**INSTRUCTION**
Skip the pictures and extract all of the lines exactly as written.

(Entries taken from a collection)
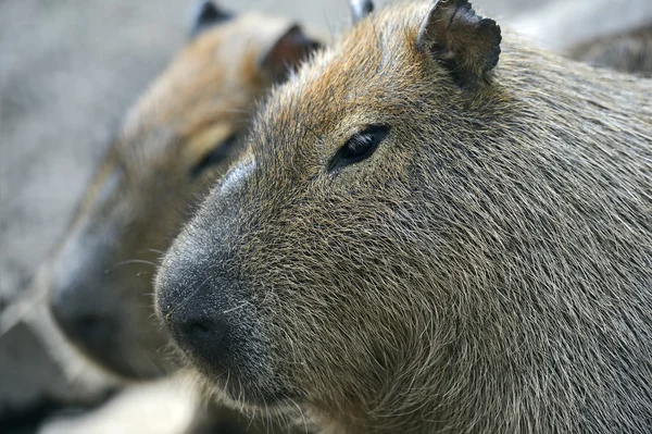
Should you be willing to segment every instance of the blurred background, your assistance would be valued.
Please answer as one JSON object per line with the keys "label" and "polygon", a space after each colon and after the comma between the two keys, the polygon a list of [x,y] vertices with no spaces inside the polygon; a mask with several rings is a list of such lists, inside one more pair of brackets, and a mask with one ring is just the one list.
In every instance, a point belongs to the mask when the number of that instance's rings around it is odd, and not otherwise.
{"label": "blurred background", "polygon": [[[42,345],[48,332],[38,330],[48,325],[39,325],[37,270],[127,108],[184,46],[193,3],[0,0],[2,432],[43,430],[61,402],[101,401],[114,385],[82,362],[71,375],[52,361]],[[294,17],[326,41],[350,23],[346,0],[218,3]],[[652,21],[650,0],[476,0],[474,7],[560,52]]]}

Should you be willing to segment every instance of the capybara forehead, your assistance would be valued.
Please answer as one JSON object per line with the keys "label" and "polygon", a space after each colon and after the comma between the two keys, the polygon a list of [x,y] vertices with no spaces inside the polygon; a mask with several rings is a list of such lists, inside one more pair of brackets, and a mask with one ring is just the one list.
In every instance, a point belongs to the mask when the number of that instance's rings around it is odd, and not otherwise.
{"label": "capybara forehead", "polygon": [[346,139],[356,126],[410,107],[410,89],[423,82],[423,58],[414,41],[426,7],[409,4],[368,16],[275,89],[255,121],[256,158],[314,153],[321,140]]}

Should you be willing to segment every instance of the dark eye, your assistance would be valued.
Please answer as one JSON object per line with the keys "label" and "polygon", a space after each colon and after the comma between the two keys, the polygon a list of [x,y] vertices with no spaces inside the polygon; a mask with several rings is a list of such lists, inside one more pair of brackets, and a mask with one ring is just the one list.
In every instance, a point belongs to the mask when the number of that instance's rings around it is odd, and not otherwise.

**RESULT FOR THIS TASK**
Should you be willing to segment every instance of the blurred background, your assistance would be valued.
Please answer as one JSON object per line with the keys "label" and "polygon", a space after each colon and after the comma between the two keys, the polygon a list of [x,y] vertices with no spaces inside the polygon; a mask with several rings is a list of such lists, inside one more pair of brackets, and a mask with one ring is just the one list.
In every instance, a point belongs to the mask when the number of that instance's rings around it is odd, and not otherwise.
{"label": "blurred background", "polygon": [[[42,345],[48,332],[38,330],[48,325],[39,325],[37,270],[127,108],[184,46],[193,3],[0,0],[2,432],[43,430],[61,402],[101,401],[114,385],[82,362],[71,375],[52,361]],[[294,17],[326,41],[350,23],[346,0],[218,3]],[[652,21],[650,0],[476,0],[474,7],[560,52]]]}

Should you be willing to segment every instance of the capybara forehead, your assistance would be valued.
Please answer as one JSON object per line with the keys "label" and "polygon", a space after each colon and after the comma between the two keys, the polygon a list of [x,y] vertices with no spaces inside the polygon; a mask with several rings is a list of such lists, inside one more pair of brackets, and a mask with one ring is just the one list.
In every instance, a point belongs to the mask when the number of that instance's rings around it is odd, and not otherwise.
{"label": "capybara forehead", "polygon": [[346,139],[356,126],[410,107],[410,89],[423,82],[423,58],[414,41],[426,7],[409,4],[368,16],[275,89],[255,121],[256,158],[314,153],[321,140]]}

Should you be willing to segment every instance of the dark eye, your assistance would be valued.
Please answer as one JSON object per line with the keys "label" and "polygon", a space after each colon and after the comma between the two keys, the polygon a list of [x,y] vertices with no spaces inside the polygon; a mask with several rings is a list of such lists, inside one more pair of brackets, and a mask with one ring is just the one list.
In every instance, a point belongs to the mask when the number of that instance's rings around it is odd, and not otherwise.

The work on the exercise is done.